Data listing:
►
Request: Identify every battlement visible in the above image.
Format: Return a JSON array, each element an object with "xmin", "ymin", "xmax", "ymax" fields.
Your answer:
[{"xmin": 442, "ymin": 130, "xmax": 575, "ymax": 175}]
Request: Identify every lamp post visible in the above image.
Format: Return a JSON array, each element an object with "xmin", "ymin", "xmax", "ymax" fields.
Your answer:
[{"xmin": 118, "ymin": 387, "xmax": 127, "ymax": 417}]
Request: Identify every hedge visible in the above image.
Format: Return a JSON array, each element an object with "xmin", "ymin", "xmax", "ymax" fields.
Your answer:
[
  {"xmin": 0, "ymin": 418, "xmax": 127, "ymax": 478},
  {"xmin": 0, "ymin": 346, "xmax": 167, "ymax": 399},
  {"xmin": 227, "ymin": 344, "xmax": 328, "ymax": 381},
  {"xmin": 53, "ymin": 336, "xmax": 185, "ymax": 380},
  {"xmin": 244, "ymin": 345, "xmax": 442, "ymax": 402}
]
◄
Task statement: Rewrite all of the lines above, changing every "Your answer" to "Output" and leaving everything else untouched.

Exercise response:
Request: Identify every battlement visible in the above image.
Format: Return a JSON array, each element an object with "xmin", "ymin", "xmax", "ymax" fields.
Output:
[{"xmin": 442, "ymin": 130, "xmax": 575, "ymax": 175}]
Request: Identify every lamp post visible in the above image.
Format: Return a JSON array, each element an object with "xmin", "ymin", "xmax", "ymax" fields.
Output:
[{"xmin": 118, "ymin": 387, "xmax": 127, "ymax": 417}]
Request: Identify every hedge visible in the above image.
Format: Return a JSON array, each element an object with "xmin", "ymin", "xmax", "ymax" fields.
Output:
[
  {"xmin": 0, "ymin": 418, "xmax": 127, "ymax": 478},
  {"xmin": 0, "ymin": 346, "xmax": 167, "ymax": 399},
  {"xmin": 227, "ymin": 344, "xmax": 328, "ymax": 381},
  {"xmin": 53, "ymin": 336, "xmax": 185, "ymax": 380},
  {"xmin": 244, "ymin": 345, "xmax": 442, "ymax": 402}
]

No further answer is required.